◆ Assignment
Using the records below, output the stretch that opens with the line containing "If you could tag the maroon" and closes with the line containing "If you could tag the rear", exactly and including both lines, with nothing more.

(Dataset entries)
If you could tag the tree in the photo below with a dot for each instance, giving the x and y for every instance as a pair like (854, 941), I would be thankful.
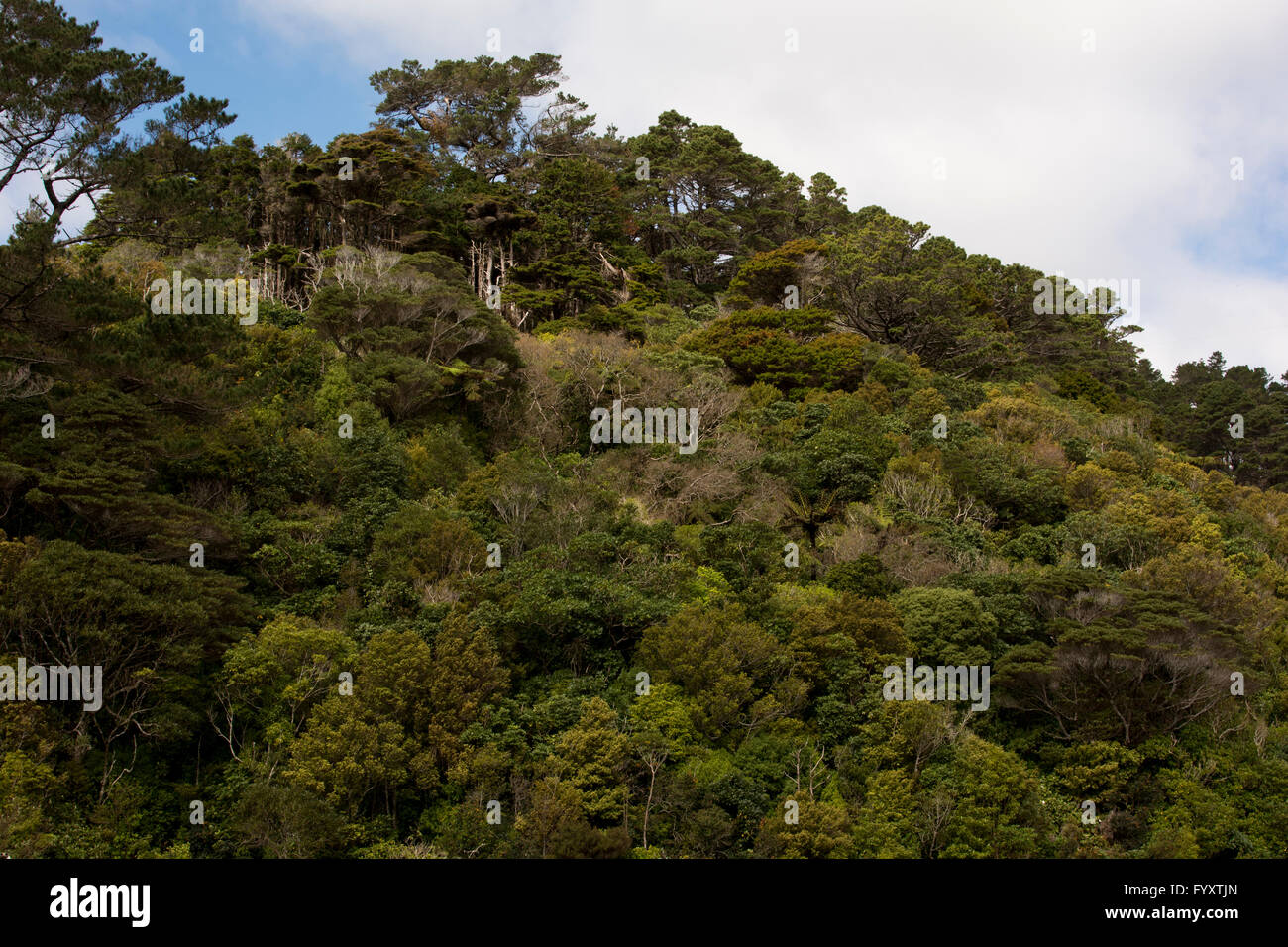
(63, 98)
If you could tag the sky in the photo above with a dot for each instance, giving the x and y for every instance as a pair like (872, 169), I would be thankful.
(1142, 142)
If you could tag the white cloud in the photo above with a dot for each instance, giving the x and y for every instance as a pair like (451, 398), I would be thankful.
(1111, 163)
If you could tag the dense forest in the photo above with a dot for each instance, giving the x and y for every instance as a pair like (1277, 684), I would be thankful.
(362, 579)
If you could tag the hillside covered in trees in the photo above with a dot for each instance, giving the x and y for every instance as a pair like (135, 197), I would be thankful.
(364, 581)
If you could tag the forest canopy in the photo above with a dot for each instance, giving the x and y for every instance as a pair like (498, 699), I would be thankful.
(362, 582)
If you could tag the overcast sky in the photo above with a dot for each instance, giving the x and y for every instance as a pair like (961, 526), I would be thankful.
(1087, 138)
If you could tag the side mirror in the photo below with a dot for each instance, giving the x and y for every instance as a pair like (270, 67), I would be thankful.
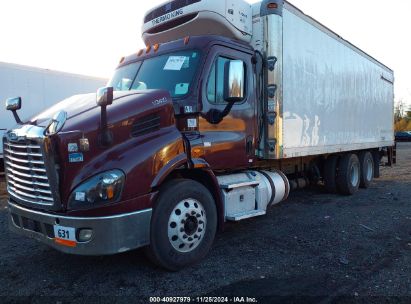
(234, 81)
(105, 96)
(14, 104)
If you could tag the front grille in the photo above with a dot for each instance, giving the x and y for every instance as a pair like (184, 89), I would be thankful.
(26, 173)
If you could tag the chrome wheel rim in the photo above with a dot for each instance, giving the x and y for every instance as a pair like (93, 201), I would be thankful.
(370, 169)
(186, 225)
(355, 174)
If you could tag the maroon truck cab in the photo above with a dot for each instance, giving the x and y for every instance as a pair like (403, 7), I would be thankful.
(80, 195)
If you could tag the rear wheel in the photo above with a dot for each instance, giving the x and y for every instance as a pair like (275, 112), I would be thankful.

* * *

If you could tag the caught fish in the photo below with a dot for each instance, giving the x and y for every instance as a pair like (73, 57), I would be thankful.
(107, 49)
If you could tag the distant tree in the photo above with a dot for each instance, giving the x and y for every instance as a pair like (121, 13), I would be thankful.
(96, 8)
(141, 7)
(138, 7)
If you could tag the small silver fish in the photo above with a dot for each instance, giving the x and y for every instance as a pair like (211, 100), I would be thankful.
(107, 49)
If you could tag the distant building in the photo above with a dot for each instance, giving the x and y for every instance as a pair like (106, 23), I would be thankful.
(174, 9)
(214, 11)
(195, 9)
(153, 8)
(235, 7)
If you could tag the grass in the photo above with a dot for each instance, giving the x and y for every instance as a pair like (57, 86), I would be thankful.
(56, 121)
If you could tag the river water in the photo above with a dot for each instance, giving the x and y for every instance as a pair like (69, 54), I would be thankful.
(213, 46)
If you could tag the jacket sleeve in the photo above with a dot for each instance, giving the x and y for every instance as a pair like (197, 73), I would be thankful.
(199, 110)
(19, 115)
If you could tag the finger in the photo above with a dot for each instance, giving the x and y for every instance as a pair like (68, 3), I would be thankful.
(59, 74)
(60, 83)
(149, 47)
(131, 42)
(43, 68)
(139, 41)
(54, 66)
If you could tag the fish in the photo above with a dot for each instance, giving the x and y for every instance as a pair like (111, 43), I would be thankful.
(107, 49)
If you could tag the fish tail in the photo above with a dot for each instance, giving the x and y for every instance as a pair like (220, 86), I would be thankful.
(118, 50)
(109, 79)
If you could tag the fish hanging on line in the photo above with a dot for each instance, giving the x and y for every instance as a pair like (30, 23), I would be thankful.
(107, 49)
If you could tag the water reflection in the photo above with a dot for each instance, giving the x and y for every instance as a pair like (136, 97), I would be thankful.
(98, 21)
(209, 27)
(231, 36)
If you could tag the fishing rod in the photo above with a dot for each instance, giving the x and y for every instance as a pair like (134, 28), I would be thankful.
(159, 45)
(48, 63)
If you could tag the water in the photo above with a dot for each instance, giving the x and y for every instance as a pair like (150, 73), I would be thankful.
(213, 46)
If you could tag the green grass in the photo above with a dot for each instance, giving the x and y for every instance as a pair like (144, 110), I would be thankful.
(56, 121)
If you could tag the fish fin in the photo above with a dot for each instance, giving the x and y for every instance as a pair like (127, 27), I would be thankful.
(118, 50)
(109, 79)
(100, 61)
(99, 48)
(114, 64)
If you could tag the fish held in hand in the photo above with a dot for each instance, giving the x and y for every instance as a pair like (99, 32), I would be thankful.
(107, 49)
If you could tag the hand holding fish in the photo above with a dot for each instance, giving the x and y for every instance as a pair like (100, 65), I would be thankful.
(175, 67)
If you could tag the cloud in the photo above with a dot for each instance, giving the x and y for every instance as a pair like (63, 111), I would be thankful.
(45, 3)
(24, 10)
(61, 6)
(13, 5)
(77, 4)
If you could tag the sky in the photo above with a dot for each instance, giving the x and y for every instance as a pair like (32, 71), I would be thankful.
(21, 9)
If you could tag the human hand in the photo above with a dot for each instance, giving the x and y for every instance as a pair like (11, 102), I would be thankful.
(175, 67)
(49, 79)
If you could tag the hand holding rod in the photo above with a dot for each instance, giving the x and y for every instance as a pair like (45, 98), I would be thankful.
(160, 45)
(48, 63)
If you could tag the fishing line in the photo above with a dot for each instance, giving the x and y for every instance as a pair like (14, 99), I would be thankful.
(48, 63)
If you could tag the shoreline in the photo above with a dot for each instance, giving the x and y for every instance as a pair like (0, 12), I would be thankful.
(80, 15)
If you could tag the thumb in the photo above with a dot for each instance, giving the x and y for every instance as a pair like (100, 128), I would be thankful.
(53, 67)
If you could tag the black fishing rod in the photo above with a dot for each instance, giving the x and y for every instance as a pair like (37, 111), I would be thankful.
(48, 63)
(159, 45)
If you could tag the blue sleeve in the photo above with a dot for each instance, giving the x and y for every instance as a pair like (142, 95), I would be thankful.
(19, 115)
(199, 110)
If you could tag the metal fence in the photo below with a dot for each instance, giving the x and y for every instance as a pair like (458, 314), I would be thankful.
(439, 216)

◆ Finished exercise
If you could tag the maroon truck cab in the photo above with a dot for each instance, giving the x and y for every instance as a pair like (403, 7), I would be thankful.
(80, 195)
If you could tag the rear wheel in the photo above with a dot for each instance, giving the x and y for every instance as a pair like (275, 112), I would be thankful.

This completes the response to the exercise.